Work required = Please reproduce the records below, substituting "wooden relief carving" for "plaster relief carving" and keeping everything else the same.
** begin **
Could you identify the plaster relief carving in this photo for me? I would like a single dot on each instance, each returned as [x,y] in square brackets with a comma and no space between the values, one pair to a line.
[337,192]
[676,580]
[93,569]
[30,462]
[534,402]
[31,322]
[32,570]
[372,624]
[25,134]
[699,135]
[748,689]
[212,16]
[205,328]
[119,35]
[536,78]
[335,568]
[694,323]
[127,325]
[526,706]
** end **
Answer to this task =
Could you identify the wooden relief carving in this photo for me? I would like a single dot on each instance, each returned as [x,y] in square brackets with a comma and no space between the values, one pair to a line.
[337,192]
[676,580]
[93,569]
[30,462]
[534,402]
[31,322]
[32,570]
[372,624]
[25,134]
[699,135]
[748,689]
[212,16]
[205,328]
[119,35]
[536,78]
[335,568]
[694,323]
[127,325]
[526,706]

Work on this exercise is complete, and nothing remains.